=== GOAL ===
Reproduce all of the rows below in full, including their requests, but multiply each answer coordinate by 1.1 and round to the nearest whole number, with halves rounded up, while leaving the coordinates in the requests and their format samples unchanged. Omit the pictures from your reproduction.

=== Rows from a data source ===
::::

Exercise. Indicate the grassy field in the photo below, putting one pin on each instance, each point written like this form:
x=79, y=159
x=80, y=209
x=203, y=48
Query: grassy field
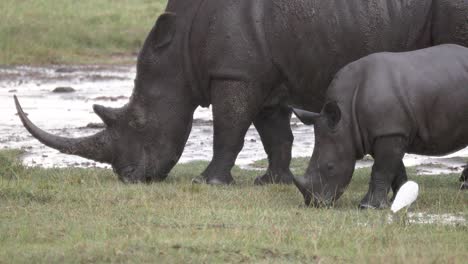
x=86, y=215
x=85, y=31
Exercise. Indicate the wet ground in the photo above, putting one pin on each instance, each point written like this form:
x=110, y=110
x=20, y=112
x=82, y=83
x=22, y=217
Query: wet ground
x=69, y=113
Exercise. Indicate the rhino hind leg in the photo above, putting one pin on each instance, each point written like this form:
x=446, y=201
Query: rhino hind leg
x=388, y=155
x=464, y=179
x=274, y=127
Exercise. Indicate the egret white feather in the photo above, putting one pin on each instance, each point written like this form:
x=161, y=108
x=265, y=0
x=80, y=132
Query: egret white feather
x=406, y=196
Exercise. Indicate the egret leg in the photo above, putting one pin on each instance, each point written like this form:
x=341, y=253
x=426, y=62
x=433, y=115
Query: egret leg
x=464, y=179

::::

=== OUTPUT FOR THIS TASK ===
Exercise. Indicate the grassy field in the photo below, putting one pin on each instance, each point written like this form:
x=79, y=159
x=80, y=209
x=203, y=48
Query: grassy field
x=95, y=237
x=94, y=34
Exercise. Indicate the wet ground in the photo above, putting one pin on each instance, each point written like this form:
x=110, y=110
x=20, y=112
x=82, y=83
x=22, y=217
Query: wet ground
x=76, y=124
Exercise. Indicate the rhino hind leg in the photo above, putting one pin on each instance, each point written like this form:
x=446, y=201
Query: rhino hind leg
x=427, y=171
x=510, y=197
x=301, y=140
Exercise. Indicate the egret white feather in the photo above, putting one pin on each instance, each point written like this form:
x=161, y=108
x=265, y=0
x=80, y=132
Query: egret white feather
x=447, y=216
Exercise. Indicate the egret leg in the photo above, putting one pin on each instance, each point written like this form:
x=341, y=253
x=426, y=62
x=433, y=115
Query: egret leg
x=510, y=197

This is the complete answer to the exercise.